[[ Data listing, beginning ]]

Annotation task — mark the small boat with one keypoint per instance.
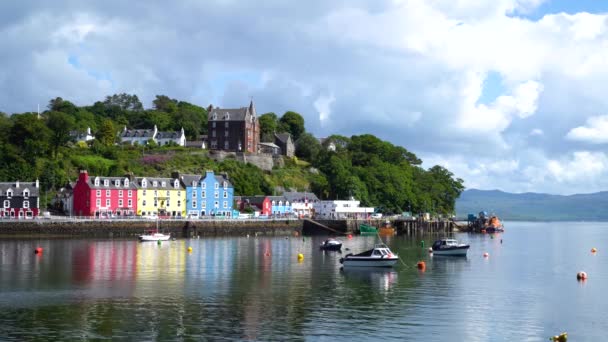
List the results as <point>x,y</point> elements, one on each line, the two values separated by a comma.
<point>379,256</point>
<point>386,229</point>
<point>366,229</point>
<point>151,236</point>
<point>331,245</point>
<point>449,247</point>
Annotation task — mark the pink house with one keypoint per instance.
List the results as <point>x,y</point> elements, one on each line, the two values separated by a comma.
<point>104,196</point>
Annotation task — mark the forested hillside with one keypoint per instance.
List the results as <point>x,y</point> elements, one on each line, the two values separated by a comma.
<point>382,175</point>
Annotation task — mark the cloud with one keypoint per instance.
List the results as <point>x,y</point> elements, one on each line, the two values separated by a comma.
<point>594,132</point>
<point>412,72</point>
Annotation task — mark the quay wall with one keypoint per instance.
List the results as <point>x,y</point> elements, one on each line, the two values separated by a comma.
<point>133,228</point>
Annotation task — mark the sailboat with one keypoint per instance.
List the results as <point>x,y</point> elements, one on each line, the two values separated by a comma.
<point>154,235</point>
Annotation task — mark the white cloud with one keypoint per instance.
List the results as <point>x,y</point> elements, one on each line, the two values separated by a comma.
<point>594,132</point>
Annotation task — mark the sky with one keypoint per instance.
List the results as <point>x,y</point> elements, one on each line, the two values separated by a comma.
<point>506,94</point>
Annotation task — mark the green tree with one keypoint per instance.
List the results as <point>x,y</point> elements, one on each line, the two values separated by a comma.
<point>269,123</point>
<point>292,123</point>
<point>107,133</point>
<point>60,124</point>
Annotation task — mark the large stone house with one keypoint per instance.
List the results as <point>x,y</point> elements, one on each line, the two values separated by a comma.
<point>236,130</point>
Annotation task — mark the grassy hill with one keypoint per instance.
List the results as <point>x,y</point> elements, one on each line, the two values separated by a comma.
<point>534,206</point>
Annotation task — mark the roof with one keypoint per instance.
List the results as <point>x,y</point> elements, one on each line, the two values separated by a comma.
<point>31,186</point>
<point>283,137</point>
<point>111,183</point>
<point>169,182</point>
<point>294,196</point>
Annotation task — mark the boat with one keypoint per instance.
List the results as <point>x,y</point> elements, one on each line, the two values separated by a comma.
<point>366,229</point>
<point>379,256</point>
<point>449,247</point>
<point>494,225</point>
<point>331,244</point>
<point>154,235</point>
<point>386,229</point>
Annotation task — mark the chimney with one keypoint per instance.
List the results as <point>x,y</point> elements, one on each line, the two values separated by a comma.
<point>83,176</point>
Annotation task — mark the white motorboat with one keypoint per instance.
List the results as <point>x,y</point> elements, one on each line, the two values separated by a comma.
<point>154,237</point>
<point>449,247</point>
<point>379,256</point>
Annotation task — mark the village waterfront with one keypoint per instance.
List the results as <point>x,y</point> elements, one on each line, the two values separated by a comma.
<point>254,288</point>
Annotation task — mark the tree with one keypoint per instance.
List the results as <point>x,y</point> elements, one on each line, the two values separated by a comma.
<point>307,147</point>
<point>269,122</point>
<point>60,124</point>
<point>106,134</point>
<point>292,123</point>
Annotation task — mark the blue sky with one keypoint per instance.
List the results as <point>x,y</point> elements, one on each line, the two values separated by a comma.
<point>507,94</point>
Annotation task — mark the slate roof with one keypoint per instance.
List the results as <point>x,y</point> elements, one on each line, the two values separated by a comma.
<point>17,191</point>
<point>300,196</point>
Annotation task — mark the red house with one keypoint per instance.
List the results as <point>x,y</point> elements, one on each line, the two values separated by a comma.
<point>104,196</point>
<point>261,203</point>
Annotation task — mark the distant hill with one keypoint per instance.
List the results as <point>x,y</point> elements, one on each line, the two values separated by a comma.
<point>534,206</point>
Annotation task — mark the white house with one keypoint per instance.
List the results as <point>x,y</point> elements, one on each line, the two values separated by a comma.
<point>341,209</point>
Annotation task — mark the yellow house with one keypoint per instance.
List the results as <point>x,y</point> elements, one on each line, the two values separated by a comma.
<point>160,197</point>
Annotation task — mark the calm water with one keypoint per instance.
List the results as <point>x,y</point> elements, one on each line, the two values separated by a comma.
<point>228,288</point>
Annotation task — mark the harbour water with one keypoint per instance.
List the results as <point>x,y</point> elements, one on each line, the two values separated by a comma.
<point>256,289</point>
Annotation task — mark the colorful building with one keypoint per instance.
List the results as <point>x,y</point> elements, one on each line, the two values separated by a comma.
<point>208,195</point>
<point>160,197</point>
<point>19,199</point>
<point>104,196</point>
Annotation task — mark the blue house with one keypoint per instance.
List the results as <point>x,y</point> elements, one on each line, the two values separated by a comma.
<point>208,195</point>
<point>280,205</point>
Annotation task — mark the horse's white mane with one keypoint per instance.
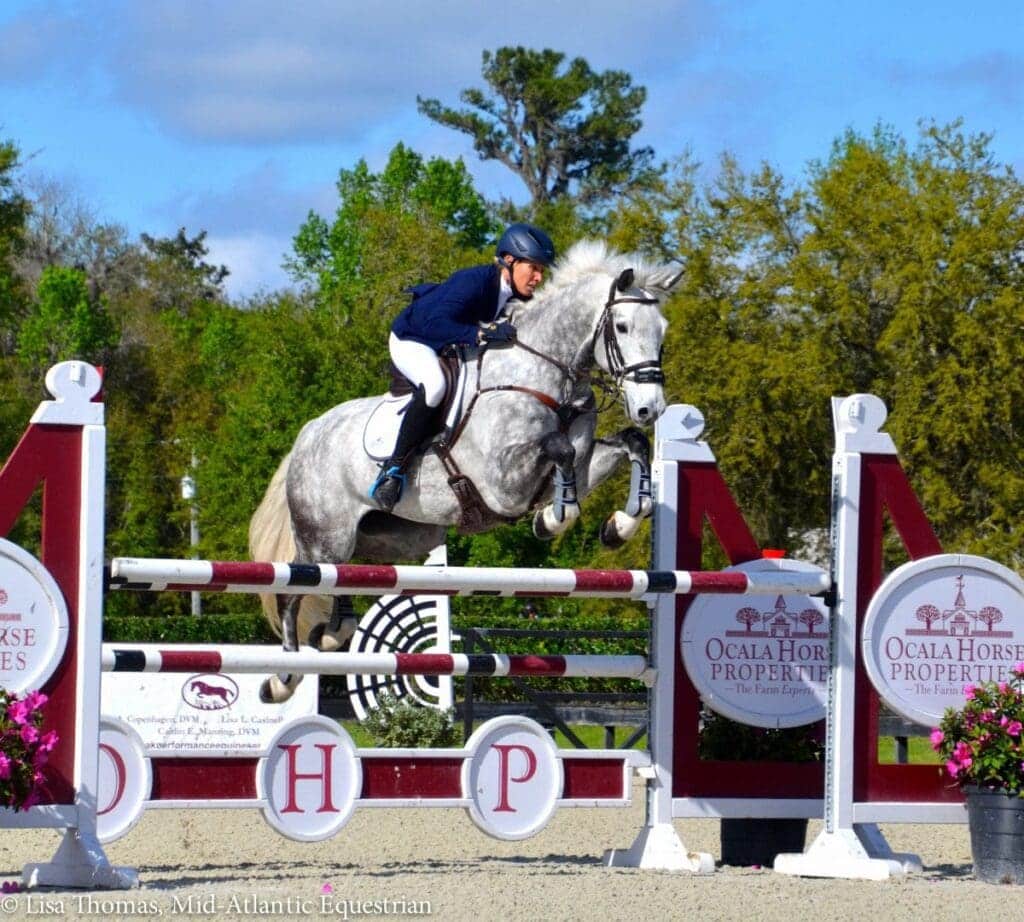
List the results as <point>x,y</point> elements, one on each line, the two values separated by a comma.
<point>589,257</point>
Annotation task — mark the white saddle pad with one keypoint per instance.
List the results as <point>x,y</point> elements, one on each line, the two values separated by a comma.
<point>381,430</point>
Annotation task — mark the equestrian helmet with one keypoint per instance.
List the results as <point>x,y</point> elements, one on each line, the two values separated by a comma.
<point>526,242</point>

[[ Data listing, end ]]
[[ Data listing, beginning ]]

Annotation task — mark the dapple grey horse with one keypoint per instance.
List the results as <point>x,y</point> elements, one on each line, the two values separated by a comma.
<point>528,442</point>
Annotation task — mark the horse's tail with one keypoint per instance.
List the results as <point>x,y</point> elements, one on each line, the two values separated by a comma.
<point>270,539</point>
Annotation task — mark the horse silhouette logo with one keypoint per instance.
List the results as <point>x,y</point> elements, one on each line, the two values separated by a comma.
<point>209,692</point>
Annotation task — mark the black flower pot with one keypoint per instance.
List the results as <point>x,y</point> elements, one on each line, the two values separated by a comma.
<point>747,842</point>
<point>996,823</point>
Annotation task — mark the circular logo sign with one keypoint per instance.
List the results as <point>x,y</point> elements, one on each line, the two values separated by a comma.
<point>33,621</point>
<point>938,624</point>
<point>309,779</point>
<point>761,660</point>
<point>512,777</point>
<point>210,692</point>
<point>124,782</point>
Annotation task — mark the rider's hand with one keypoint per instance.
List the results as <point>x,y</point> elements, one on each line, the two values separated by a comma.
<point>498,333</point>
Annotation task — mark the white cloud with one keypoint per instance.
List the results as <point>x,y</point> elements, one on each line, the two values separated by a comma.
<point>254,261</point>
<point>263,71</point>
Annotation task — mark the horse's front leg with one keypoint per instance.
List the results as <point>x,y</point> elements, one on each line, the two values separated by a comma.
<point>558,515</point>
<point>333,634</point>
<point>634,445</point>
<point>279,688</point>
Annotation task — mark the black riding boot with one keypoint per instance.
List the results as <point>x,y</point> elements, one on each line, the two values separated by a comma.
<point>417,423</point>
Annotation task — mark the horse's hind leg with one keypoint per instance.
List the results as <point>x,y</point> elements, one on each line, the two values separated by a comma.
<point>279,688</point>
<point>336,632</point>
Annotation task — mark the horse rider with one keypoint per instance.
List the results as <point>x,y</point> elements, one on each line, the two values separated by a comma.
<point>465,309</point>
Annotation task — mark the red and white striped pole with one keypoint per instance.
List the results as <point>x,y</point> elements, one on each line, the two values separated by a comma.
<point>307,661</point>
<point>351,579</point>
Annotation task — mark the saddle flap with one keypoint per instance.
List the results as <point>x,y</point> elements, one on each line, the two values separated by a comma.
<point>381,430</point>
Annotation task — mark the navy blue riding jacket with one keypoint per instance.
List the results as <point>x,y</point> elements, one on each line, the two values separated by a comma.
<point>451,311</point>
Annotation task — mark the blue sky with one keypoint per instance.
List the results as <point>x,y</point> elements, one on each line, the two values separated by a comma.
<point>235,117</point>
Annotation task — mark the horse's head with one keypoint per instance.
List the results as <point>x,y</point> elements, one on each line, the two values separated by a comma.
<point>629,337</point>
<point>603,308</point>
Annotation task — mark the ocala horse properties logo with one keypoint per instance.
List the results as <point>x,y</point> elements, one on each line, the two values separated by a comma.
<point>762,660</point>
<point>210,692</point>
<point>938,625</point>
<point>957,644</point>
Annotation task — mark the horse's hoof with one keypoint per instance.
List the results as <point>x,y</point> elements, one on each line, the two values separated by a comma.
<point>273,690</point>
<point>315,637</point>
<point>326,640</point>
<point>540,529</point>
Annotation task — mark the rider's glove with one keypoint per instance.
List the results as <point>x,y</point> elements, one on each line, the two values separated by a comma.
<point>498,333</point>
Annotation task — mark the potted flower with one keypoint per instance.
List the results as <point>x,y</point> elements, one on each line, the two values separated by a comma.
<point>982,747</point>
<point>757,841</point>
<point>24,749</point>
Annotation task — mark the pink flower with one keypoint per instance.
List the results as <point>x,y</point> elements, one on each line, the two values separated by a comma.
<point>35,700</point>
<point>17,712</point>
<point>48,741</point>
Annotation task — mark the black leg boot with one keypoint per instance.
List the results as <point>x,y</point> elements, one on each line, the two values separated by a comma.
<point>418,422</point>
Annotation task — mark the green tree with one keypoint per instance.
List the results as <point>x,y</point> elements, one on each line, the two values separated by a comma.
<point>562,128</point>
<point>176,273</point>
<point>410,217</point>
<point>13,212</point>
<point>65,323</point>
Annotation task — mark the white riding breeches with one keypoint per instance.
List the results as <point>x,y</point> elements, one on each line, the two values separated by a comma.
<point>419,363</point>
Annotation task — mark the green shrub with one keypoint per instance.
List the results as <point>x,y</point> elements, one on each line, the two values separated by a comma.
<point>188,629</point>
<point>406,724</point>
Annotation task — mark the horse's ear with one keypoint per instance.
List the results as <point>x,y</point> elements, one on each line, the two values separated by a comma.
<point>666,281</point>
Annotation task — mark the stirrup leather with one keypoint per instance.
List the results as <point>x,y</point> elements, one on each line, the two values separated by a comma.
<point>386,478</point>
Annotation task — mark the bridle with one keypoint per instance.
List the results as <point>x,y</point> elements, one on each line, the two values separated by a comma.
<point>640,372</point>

[[ Data listing, end ]]

§ Task goal:
Your answer should be a single number: how many lines in the data above include "black"?

§ Reply:
3